__About this exercise__.
Please transcribe the job listings below word for word, from "James Madison’s Montpelier" up to and including "of American history.".

__Passage shown__.

——

The Humanities Research Institute at the University of Illinois Urbana-Champaign, supported by a grant from the Mellon Foundation, seeks to hire a Post-Doctoral Fellow for a one-year appointment commencing fall 2023. The search is open to scholars in all humanities disciplines, including the humanities-inflected social sciences, whose research interests lie in the area of community-based social justice and human rights. Areas of interest include, but are not limited to, community-based research in racial, im/migrant, and/or gender justice; public health; environmental justice; Indigenous sovereignty; and disability studies. Apply by November 28, 2022.
The Jackman Humanities Institute (JHI) at the University of Toronto is pleased to invite applications for a postdoctoral fellowship in New Media and Public Humanities. The fellow is expected to conduct active research on the theme of “Absence” and to propose, write, and publish innovative media projects that take humanities research into the public domain. Apply by November 30, 2022.
The Department of History at the University of Rochester invites applications for a tenure-track assistant professor of African American history to begin July 1, 2023. The department especially encourages applications from scholars with expertise in public and/or digital history.
The Department of Social Sciences and Historical Studies at Texas Woman’s University invites applicants for the full-time tenure-track position of Assistant Professor of History, beginning fall 2023. The successful applicant will be trained or experienced in Public History and qualified in American History, with a primary field in the 19th century, broadly defined. This position is open until filled.
Project Pericles seeks a new deputy director. Project Pericles is a higher education non-profit organization committed to fostering the next generation of civic leaders. Working with a consortium of colleges and universities, as well as many other higher education institutions, Project Pericles supports innovative curricula and faculty leadership that empower students with the skills to address society’s grand challenges, including: climate change, economic justice, education access, immigration, mass incarceration, race and inequality, public health, and voter engagement.
James Madison’s Montpelier is seeking a project director to lead their memorialization projects. This role will develop various multidisciplinary projects including archaeological, interpretation of the landscape, museum programs, historical interpretations of the Constitution, public history, civic engagement, and educational projects in a team environment. The Memorialization PD will oversee the Montpelier Descendants Committee, the Montpelier Foundation Memorialization project, and the Arc of Enslaved Communities Project, which seek to position the Montpelier Descendants Committee as national leaders in memorializing enslaved communities and immersively telling the whole truth of American history.

——

__The data__.

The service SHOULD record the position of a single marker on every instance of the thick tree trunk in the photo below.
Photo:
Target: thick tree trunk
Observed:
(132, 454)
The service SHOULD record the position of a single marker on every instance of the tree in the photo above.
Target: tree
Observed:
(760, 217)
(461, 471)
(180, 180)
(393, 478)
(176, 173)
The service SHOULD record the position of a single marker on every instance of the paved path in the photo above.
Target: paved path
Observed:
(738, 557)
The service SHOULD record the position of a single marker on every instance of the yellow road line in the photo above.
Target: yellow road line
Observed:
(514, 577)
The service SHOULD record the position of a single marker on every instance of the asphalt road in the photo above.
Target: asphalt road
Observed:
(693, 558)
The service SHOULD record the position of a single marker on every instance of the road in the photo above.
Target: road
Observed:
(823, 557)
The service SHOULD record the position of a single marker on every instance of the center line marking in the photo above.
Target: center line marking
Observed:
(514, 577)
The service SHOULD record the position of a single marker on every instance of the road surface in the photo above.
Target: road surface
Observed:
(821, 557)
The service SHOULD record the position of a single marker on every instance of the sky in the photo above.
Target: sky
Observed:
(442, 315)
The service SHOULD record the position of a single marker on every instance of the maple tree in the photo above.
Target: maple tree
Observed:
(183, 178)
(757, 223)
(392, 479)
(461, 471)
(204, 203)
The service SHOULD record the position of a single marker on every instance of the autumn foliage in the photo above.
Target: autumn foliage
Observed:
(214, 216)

——

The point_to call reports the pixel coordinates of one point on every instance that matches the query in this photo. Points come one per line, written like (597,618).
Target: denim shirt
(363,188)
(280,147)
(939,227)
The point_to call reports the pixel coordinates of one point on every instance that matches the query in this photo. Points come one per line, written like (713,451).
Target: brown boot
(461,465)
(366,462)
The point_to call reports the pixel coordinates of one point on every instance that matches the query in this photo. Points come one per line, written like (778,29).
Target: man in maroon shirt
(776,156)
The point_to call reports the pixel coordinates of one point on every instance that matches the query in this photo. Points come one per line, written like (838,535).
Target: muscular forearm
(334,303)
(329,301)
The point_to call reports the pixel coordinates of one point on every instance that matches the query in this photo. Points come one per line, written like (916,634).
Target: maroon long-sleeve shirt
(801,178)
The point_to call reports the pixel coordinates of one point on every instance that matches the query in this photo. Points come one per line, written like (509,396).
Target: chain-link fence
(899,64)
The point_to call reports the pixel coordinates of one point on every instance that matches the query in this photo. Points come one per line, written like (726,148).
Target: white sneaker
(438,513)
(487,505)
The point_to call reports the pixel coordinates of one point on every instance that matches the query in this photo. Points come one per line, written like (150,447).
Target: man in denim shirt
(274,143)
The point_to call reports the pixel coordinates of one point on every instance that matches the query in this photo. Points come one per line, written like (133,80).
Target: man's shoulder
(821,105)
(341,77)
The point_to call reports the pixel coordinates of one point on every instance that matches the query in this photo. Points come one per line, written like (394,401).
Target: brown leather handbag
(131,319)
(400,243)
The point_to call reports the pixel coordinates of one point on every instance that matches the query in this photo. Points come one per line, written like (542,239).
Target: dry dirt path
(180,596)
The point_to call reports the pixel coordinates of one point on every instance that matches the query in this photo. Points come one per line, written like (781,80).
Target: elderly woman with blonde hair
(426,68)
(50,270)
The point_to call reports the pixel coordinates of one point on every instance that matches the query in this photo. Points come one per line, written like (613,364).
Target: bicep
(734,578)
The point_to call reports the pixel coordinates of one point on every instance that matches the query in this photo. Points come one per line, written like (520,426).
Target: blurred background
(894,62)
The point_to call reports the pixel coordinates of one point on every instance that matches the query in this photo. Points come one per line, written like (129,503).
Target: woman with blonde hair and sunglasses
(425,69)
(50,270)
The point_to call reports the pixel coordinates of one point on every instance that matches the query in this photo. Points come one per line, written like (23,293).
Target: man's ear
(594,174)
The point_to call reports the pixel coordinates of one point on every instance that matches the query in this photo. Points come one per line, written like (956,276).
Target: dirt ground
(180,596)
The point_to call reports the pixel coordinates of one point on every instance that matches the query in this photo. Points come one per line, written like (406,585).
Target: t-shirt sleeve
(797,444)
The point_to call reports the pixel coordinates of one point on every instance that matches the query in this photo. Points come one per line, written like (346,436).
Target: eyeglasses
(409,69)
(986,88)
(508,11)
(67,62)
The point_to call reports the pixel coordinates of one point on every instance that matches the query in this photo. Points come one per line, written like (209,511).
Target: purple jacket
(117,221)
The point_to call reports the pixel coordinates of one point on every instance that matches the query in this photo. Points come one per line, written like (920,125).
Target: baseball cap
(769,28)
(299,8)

——

__Exercise answer__.
James Madison’s Montpelier is seeking a project director to lead their memorialization projects. This role will develop various multidisciplinary projects including archaeological, interpretation of the landscape, museum programs, historical interpretations of the Constitution, public history, civic engagement, and educational projects in a team environment. The Memorialization PD will oversee the Montpelier Descendants Committee, the Montpelier Foundation Memorialization project, and the Arc of Enslaved Communities Project, which seek to position the Montpelier Descendants Committee as national leaders in memorializing enslaved communities and immersively telling the whole truth of American history.